* **Exercise goal**
Set down the material once more, exactly as it appears.

* **Data rows**
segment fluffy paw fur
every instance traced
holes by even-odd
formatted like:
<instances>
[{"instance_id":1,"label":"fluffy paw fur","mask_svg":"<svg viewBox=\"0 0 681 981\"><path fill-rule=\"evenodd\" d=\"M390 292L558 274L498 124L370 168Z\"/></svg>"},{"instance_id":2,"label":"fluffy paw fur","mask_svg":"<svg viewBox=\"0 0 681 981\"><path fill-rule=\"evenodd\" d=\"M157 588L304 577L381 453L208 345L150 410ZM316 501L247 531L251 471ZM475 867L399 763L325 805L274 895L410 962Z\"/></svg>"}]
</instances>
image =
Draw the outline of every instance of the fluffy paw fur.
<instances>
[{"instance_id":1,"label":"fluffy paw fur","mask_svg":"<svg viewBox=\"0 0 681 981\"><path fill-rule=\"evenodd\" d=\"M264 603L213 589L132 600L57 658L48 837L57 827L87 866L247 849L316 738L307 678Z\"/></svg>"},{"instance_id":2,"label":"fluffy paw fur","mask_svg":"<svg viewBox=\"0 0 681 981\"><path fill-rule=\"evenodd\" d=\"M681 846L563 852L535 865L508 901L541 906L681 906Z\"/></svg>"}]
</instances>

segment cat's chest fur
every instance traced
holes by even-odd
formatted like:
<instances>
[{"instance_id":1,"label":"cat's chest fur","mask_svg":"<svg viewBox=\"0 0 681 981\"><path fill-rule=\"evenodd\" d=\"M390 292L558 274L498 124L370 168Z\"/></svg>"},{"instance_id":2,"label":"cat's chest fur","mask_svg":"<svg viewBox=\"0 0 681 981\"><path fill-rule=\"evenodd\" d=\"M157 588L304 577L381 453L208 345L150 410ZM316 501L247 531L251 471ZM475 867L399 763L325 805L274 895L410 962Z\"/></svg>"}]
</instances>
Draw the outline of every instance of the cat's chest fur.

* **Answer for this exercise**
segment fluffy paw fur
every instance traced
holes by even-odd
formatted like:
<instances>
[{"instance_id":1,"label":"fluffy paw fur","mask_svg":"<svg viewBox=\"0 0 681 981\"><path fill-rule=\"evenodd\" d=\"M390 292L558 274L498 124L370 168Z\"/></svg>"},{"instance_id":2,"label":"fluffy paw fur","mask_svg":"<svg viewBox=\"0 0 681 981\"><path fill-rule=\"evenodd\" d=\"M157 588L304 577L381 453L208 345L150 410ZM316 501L247 531L251 471ZM475 867L399 763L325 805L274 895L410 962Z\"/></svg>"}]
</instances>
image =
Draw the outline of every instance of the fluffy paw fur.
<instances>
[{"instance_id":1,"label":"fluffy paw fur","mask_svg":"<svg viewBox=\"0 0 681 981\"><path fill-rule=\"evenodd\" d=\"M264 603L213 589L132 600L57 658L48 837L57 827L87 866L247 849L316 738L307 678Z\"/></svg>"},{"instance_id":2,"label":"fluffy paw fur","mask_svg":"<svg viewBox=\"0 0 681 981\"><path fill-rule=\"evenodd\" d=\"M681 846L563 852L535 865L508 901L541 906L681 906Z\"/></svg>"}]
</instances>

segment cat's chest fur
every instance traced
holes by even-odd
formatted like:
<instances>
[{"instance_id":1,"label":"cat's chest fur","mask_svg":"<svg viewBox=\"0 0 681 981\"><path fill-rule=\"evenodd\" d=\"M390 292L558 274L498 124L370 168Z\"/></svg>"},{"instance_id":2,"label":"cat's chest fur","mask_svg":"<svg viewBox=\"0 0 681 981\"><path fill-rule=\"evenodd\" d=\"M157 588L304 577L381 453L208 345L150 410ZM316 501L247 531L251 471ZM475 867L399 763L325 805L274 895L410 962Z\"/></svg>"}]
</instances>
Draw the outline of every instance of the cat's chest fur.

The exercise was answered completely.